Goal: Report how many lines in the items below contain the string "bark". Give only the number.

__________________________________________________

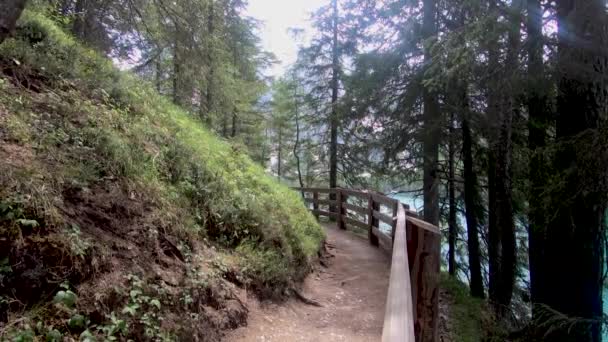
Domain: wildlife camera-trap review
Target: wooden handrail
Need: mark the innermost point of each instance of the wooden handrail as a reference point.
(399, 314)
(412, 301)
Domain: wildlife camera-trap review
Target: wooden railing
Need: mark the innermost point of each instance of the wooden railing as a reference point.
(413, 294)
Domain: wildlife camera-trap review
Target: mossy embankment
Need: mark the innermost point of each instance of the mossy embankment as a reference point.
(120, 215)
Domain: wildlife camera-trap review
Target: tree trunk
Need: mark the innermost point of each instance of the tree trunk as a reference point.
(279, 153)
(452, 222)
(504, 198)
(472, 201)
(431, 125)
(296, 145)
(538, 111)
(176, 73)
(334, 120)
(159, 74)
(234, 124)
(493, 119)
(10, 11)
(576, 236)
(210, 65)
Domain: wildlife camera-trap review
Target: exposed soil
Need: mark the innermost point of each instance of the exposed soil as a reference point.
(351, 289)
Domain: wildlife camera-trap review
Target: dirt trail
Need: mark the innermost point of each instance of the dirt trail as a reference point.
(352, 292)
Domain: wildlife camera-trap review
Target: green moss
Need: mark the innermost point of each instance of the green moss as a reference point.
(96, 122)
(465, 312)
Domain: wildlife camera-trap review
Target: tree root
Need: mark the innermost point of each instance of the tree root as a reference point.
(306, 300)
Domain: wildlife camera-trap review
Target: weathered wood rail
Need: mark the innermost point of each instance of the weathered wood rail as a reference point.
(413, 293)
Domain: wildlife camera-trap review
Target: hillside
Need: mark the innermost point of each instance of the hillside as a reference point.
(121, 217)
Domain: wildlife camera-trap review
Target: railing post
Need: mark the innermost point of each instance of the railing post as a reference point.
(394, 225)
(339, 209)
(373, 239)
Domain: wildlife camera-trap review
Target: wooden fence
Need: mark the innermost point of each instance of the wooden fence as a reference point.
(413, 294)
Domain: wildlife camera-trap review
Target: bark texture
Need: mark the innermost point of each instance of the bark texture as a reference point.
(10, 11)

__________________________________________________

Task response: 2